--- BEGIN Input data ---

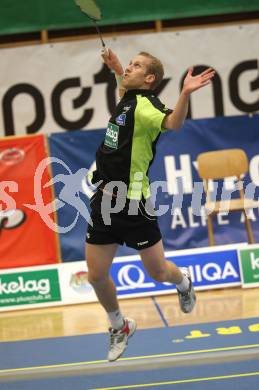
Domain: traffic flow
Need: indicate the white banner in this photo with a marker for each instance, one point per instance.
(64, 86)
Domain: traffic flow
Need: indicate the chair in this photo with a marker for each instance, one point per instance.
(219, 165)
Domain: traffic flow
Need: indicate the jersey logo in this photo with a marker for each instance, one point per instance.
(121, 119)
(112, 136)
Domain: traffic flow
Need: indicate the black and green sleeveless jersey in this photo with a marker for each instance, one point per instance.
(129, 145)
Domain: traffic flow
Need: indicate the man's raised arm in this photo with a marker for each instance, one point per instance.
(191, 83)
(113, 63)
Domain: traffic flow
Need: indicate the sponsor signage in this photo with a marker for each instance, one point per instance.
(26, 288)
(209, 268)
(67, 283)
(249, 266)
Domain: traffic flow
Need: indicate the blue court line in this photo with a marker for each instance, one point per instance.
(176, 382)
(160, 311)
(157, 356)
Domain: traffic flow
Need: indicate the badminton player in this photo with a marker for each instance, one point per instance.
(123, 160)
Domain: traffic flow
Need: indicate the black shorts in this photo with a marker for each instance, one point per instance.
(138, 231)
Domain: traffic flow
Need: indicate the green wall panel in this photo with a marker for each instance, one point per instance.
(34, 15)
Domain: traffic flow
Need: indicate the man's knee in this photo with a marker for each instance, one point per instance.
(97, 279)
(160, 275)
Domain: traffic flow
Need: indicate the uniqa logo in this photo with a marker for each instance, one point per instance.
(132, 276)
(41, 286)
(212, 272)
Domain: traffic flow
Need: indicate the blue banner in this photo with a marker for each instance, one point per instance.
(174, 175)
(209, 269)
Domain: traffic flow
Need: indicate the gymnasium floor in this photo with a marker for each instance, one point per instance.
(216, 346)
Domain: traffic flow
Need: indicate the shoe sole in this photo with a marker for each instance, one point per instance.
(131, 333)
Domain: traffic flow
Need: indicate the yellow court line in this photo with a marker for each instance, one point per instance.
(213, 378)
(237, 347)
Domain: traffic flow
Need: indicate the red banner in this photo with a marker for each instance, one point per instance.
(25, 239)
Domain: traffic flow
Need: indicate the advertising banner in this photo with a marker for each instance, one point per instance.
(67, 283)
(29, 288)
(249, 266)
(65, 86)
(25, 239)
(209, 268)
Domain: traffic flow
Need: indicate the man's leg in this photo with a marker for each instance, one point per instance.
(163, 270)
(99, 259)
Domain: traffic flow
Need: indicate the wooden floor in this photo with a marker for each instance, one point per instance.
(216, 305)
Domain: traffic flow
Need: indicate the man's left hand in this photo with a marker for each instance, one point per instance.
(192, 83)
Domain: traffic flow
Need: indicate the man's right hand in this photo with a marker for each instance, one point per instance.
(112, 61)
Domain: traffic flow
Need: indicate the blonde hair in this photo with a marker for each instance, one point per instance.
(155, 67)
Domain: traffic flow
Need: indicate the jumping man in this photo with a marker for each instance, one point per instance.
(123, 159)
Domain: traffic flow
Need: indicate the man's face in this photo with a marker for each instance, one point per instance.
(135, 75)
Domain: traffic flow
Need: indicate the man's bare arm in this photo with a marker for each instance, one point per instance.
(113, 63)
(176, 119)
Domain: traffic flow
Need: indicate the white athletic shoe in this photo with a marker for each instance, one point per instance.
(119, 339)
(187, 299)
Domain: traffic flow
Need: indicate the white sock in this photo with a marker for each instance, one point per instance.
(116, 319)
(185, 283)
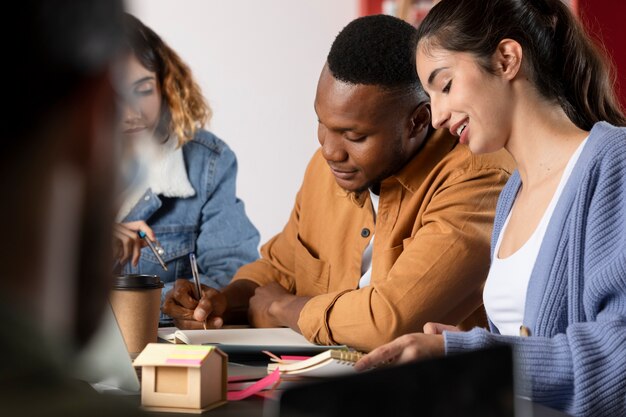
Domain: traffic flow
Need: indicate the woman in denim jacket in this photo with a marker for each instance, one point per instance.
(185, 197)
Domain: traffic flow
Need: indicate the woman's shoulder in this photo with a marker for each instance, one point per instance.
(203, 139)
(604, 134)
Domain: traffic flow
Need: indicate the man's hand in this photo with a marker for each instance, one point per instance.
(407, 348)
(274, 306)
(127, 244)
(189, 313)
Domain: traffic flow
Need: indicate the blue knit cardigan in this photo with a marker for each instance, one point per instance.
(575, 358)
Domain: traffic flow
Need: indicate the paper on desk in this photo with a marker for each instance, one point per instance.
(280, 340)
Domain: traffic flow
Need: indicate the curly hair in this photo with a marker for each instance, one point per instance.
(376, 50)
(183, 108)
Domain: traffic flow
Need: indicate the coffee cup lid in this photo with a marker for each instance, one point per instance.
(136, 282)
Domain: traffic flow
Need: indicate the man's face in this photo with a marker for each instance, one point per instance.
(364, 131)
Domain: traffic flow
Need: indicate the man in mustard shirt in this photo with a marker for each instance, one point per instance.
(392, 224)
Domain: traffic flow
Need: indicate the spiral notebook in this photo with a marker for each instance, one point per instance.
(329, 363)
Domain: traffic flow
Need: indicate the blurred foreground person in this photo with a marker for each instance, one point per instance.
(56, 170)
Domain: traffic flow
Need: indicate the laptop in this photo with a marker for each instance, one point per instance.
(105, 363)
(472, 384)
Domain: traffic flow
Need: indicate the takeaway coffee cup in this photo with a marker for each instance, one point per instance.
(136, 301)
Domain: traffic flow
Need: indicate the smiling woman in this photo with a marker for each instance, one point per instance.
(186, 198)
(524, 76)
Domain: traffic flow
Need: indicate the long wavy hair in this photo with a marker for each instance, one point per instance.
(560, 58)
(183, 108)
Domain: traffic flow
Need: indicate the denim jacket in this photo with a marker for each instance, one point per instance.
(212, 223)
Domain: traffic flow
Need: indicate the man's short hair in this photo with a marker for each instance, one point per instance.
(376, 50)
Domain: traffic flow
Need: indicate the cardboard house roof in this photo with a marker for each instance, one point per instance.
(165, 354)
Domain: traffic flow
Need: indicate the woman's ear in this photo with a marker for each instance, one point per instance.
(420, 120)
(507, 59)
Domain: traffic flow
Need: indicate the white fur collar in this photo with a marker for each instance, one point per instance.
(163, 171)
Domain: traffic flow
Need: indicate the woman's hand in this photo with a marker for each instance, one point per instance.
(408, 348)
(189, 313)
(127, 244)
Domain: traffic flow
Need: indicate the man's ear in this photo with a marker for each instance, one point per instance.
(420, 121)
(507, 59)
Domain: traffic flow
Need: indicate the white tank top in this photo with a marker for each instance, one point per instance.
(505, 289)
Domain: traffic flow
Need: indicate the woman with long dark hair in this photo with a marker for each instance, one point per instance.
(523, 75)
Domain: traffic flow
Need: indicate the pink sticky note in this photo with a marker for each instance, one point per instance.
(269, 380)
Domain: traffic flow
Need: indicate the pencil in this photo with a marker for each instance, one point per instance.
(196, 280)
(144, 236)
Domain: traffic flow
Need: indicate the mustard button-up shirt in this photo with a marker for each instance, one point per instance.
(431, 252)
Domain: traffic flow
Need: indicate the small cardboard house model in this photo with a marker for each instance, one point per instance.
(182, 378)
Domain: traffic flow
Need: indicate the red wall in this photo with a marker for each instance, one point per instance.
(605, 19)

--- END Input data ---

#### Directions:
Your task is an exact transcription of all the data, minus the pictures.

#### Solution for this problem:
Domain: traffic flow
Need: indicate the white banner in this photo with a marker for each instance, one point per instance.
(64, 86)
Domain: traffic flow
Need: indicate the chair in this photo with a marker for each instance, one point per instance.
(219, 165)
Domain: traffic flow
Need: indicate the jersey logo in this photo with a marker for each instance, one point per instance.
(121, 119)
(112, 136)
Domain: traffic flow
Need: indicate the black and green sleeveless jersey in this photo with a marker for each instance, one point per instance.
(129, 145)
Domain: traffic flow
Need: indicate the man's raised arm in this photo with a marker for each instance, one point per instance.
(191, 83)
(113, 63)
Domain: traffic flow
Need: indicate the sponsor signage in this photo with a marker for each instance, one point per instance.
(26, 288)
(209, 268)
(67, 283)
(249, 266)
Domain: traffic flow
Need: indicate the blue court line in this photo with a marker for each instance, one point per instance.
(176, 382)
(160, 311)
(157, 356)
Domain: traffic flow
Need: indicate the badminton player in this photo with a marker for each instance, one point per instance.
(123, 160)
Domain: traffic flow
Need: indicate the black shorts in this photo with a marker for each instance, one point per instance.
(138, 231)
Domain: traffic flow
Need: indicate the green wall panel in this photo with a marker for each instance, one point per instance.
(34, 15)
Domain: traffic flow
Need: indicate the man's knee in this photo with a marker for each instance, one point per instance.
(97, 279)
(160, 275)
Domain: traffic flow
Need: indicate the uniqa logo in this photo with a marker for each instance, one point per instance.
(132, 276)
(41, 286)
(212, 272)
Domain: traffic flow
Need: indicate the blue banner in this photo with a marker for each instance, one point per instance.
(174, 175)
(209, 269)
Domain: traffic flow
Need: indicate the gymnasium floor in this photo with a marker for each instance, one point per instance.
(216, 346)
Domain: traffic flow
Need: indicate the shoe sole in this photo with a marker for each instance, one point per instance.
(131, 333)
Domain: traffic flow
Need: indicate the yellow court line in this photo with a marker for each instance, one point per instance.
(213, 378)
(237, 347)
Domain: traffic flow
Need: indicate the red banner in this photo with a marker for each instance, one point per instance.
(25, 239)
Domain: traffic flow
Need: indicate the advertising banner in this photo with a marker for each instance, one point per instance.
(67, 283)
(29, 288)
(249, 266)
(65, 86)
(25, 239)
(209, 268)
Domain: traffic flow
Need: indicate the man's leg in this photo with a marker for each instance, one point per instance.
(163, 270)
(99, 259)
Domain: traffic flow
Need: indicate the wooden floor in this photo with a marker for each instance, one point per instance.
(216, 305)
Domain: traffic flow
Need: indicate the man's left hand in this photo with a marker for each instance, one point per instance.
(192, 83)
Domain: traffic flow
Need: indicate the man's right hand in this photo with a marker for each instance, one point per instance.
(112, 61)
Domain: traffic flow
Need: indicate the blonde hair in this photo with a marker for each instance, one point per instance.
(155, 67)
Domain: traffic flow
Need: indicate the jumping man in this photo with a marker for each instance, one point per instance.
(123, 159)
Domain: traffic flow
Need: indicate the man's face in this photo with a marker for each instance, one point per instance.
(135, 75)
Domain: traffic flow
Need: indicate the man's bare arm in this photo with a marker for each instance, one point per instance.
(113, 63)
(176, 119)
Domain: traffic flow
Need: indicate the white athletic shoe in this photo with a marker for each instance, one point per instance.
(119, 339)
(187, 299)
Domain: traffic flow
Need: indicate the white sock in this photo with a marker for each instance, one point per instance.
(116, 319)
(185, 283)
Domain: traffic flow
Need: indicate the woman in denim jacket in this photo with a marker for each instance, one point per instance.
(185, 197)
Domain: traffic flow
Need: indicate the woman's shoulder in this photo with a marker for each instance, one point per instance.
(203, 139)
(604, 134)
Domain: traffic flow
Need: indicate the man's hand in this photo with a marker for each instance, one point per instance.
(407, 348)
(274, 306)
(127, 244)
(189, 313)
Domain: traffic flow
Need: indicate the blue knit cardigan in this photo with a marker for each instance, one point per instance.
(575, 358)
Domain: traffic flow
Need: indicate the paper on desk in this photo with a marker for each instance, one point per instance.
(280, 340)
Domain: traffic flow
Need: indicate the curly hair in this photo with a marker for each instance, one point per instance.
(376, 50)
(183, 108)
Domain: traffic flow
Need: indicate the coffee cup lid in this photo with a marker for each instance, one point per instance.
(136, 282)
Domain: traffic flow
Need: indicate the man's face in this photo with a marker for each instance, one point per instance.
(364, 131)
Domain: traffic flow
Need: indicate the man in mustard shirt in this photo with a marker for each instance, one point per instance.
(392, 224)
Domain: traffic flow
Need: indicate the spiral notebook in this photo with a marker for each instance, one point per instance.
(329, 363)
Domain: traffic flow
Need: indicate the blurred foreground person in this photo with a marker for each instance, one point per instance.
(56, 170)
Domain: traffic flow
Need: indicate the laptop in this photo with a marker for each instance, one point per instance.
(105, 363)
(472, 384)
Domain: traffic flow
Need: indicate the takeaway coffee cup in this photo with a marker for each instance, one point per instance.
(136, 301)
Domain: traffic flow
Need: indicate the smiling woman in this photo with a marker for each instance, one point per instance.
(186, 198)
(524, 76)
Domain: traffic flow
Need: indicate the long wavy hair in this photo with a marker for each instance, one point per instance.
(560, 58)
(183, 108)
Domain: traffic flow
Need: indicate the denim jacket in this photo with a marker for each instance, one point per instance.
(212, 223)
Domain: traffic flow
Need: indicate the man's short hair in this photo with a marker for each instance, one point per instance.
(376, 50)
Domain: traffic flow
Need: indicate the cardboard house roof in this photo with a marker for each instance, one point per instance.
(165, 354)
Domain: traffic flow
Need: indicate the woman's ear in this photo with a marker for each instance, one point per instance.
(420, 120)
(507, 59)
Domain: traffic flow
Need: indicate the white fur collar in this photo with a marker for each instance, one point per instance.
(163, 171)
Domain: traffic flow
Need: indicate the woman's hand in this photo with a marker for each instance, one point per instance.
(408, 348)
(189, 313)
(127, 244)
Domain: traffic flow
Need: indicate the man's ear in this photo with a marker for each instance, one point per instance.
(420, 121)
(507, 59)
Domain: traffic flow
Need: indicate the white tank top in this photo with a marker for each instance, one point per instance.
(505, 289)
Domain: traffic flow
Need: indicate the woman with long dark hair in this photo with a marker for each instance, one point per instance.
(523, 75)
Domain: traffic flow
Need: indicate the pink sticky note in this photo with a marker for each instance, one point per instance.
(269, 380)
Domain: traffic flow
Need: indicate the pencil in this photo with a marker for each instance, one point per instance.
(196, 280)
(144, 236)
Domain: traffic flow
Need: indicate the mustard button-up shirt in this photo with a marker for each instance, one point per instance.
(431, 252)
Domain: traffic flow
Need: indicate the small cardboard house model in this photo with a marker for each instance, one point per instance.
(182, 378)
Domain: traffic flow
Need: indicate the red wall in this photo with a marker for each instance, one point per instance.
(605, 19)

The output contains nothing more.